# WHAT TO PRODUCE
In the listing that follows, locate the line containing "Target: cabinet drawer" and the line containing "[locate] armchair armrest". Retype exactly those two lines and every line between them, and nothing more.
- Opening Delimiter -
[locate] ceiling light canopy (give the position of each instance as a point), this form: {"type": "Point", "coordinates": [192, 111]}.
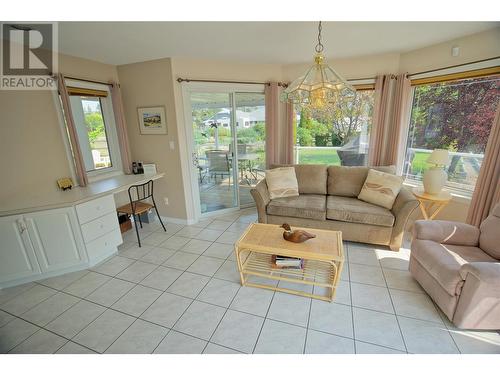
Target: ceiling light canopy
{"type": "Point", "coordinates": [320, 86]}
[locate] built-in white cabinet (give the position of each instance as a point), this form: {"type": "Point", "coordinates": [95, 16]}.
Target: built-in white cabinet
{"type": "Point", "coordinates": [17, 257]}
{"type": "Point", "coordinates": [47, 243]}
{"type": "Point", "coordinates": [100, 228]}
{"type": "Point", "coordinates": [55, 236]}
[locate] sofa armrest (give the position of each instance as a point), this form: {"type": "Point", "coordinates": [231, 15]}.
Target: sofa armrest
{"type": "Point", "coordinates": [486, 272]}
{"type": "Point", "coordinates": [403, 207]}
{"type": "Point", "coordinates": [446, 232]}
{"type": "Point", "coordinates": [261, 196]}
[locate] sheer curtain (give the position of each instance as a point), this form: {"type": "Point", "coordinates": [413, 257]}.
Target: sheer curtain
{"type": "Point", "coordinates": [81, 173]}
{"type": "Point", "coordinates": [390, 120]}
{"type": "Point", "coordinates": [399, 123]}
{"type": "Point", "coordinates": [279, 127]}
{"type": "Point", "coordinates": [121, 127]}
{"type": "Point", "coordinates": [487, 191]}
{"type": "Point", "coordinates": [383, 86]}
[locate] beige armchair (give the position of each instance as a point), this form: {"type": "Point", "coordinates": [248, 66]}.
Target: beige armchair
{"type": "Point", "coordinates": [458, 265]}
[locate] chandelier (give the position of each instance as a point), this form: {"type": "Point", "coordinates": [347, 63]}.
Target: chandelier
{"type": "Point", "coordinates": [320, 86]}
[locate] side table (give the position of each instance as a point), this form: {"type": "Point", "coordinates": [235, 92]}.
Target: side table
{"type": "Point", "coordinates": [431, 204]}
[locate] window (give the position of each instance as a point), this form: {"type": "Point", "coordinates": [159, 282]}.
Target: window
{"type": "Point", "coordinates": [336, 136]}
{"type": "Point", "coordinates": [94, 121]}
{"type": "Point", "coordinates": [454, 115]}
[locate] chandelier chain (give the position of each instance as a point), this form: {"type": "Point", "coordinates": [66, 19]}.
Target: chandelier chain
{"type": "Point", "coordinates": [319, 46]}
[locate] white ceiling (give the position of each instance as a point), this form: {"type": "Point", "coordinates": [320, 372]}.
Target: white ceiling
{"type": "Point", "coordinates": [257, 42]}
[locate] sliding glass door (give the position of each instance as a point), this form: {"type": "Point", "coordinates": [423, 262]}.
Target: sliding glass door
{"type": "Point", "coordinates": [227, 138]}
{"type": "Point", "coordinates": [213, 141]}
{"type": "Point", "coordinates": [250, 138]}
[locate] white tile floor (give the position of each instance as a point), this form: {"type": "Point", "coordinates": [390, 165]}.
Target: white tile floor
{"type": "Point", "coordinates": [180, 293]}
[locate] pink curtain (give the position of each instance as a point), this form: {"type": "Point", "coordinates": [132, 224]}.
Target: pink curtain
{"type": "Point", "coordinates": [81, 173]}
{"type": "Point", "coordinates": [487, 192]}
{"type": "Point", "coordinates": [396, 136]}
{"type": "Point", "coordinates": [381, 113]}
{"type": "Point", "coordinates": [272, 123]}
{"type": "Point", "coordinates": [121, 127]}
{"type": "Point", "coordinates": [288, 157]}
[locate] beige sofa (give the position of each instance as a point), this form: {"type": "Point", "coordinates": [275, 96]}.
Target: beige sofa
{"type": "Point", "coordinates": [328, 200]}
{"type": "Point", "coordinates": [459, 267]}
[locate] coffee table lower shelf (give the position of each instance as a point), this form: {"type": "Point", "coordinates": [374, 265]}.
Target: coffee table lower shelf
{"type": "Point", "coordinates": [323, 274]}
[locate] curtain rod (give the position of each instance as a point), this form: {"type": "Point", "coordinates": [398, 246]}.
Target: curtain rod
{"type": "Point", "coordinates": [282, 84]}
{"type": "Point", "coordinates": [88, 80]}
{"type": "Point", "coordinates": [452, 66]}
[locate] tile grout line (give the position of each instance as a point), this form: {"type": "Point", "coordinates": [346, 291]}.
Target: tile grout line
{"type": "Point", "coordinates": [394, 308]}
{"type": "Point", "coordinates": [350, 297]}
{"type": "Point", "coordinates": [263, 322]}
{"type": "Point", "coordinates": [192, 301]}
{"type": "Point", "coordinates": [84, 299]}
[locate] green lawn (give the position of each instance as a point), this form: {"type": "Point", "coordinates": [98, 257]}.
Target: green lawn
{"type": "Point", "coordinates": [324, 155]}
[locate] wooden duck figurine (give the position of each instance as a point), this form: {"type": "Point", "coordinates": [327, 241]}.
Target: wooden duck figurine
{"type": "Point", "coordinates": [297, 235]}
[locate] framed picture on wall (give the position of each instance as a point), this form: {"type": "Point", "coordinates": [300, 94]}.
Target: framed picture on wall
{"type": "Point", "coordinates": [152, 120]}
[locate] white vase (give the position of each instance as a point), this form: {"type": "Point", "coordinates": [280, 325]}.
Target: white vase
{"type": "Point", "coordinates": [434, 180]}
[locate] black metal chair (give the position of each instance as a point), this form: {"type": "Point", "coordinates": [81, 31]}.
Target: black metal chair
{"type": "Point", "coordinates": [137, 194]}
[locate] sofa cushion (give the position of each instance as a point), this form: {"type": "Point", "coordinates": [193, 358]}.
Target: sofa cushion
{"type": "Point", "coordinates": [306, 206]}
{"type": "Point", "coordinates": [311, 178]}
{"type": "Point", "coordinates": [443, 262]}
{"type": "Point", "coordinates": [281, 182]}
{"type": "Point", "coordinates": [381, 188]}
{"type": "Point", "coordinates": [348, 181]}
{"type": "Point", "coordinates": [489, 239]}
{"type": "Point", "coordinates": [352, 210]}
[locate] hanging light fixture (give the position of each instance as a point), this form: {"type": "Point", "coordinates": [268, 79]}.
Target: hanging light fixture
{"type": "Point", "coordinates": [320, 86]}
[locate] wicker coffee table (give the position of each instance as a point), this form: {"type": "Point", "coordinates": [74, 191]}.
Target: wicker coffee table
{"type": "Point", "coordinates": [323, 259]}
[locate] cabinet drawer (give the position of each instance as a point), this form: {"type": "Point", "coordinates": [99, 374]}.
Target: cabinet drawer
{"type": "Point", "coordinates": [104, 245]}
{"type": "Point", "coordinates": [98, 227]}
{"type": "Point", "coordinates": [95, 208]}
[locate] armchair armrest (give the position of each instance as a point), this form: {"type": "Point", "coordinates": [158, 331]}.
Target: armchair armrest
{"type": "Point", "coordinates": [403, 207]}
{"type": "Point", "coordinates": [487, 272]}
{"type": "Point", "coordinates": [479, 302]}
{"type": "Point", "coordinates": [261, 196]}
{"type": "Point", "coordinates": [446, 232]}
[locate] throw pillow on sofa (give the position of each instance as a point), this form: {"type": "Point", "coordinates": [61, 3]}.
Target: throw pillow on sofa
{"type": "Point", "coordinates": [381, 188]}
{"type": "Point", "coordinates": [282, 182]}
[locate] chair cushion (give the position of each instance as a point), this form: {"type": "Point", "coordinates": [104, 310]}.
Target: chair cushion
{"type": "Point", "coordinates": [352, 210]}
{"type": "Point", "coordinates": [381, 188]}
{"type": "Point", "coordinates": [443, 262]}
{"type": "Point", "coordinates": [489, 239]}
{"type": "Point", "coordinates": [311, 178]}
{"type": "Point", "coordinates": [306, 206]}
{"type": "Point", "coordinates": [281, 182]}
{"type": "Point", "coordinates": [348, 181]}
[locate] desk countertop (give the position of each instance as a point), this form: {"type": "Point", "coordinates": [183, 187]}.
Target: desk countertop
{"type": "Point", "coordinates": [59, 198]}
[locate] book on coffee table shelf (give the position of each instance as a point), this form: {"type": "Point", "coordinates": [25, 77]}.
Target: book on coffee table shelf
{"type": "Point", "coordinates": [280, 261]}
- Closing Delimiter -
# SOLUTION TO THIS TASK
Target: cabinet drawer
{"type": "Point", "coordinates": [104, 245]}
{"type": "Point", "coordinates": [98, 227]}
{"type": "Point", "coordinates": [95, 208]}
[locate] armchair armrest (give the position of each instance as a point), this form: {"type": "Point", "coordinates": [158, 331]}.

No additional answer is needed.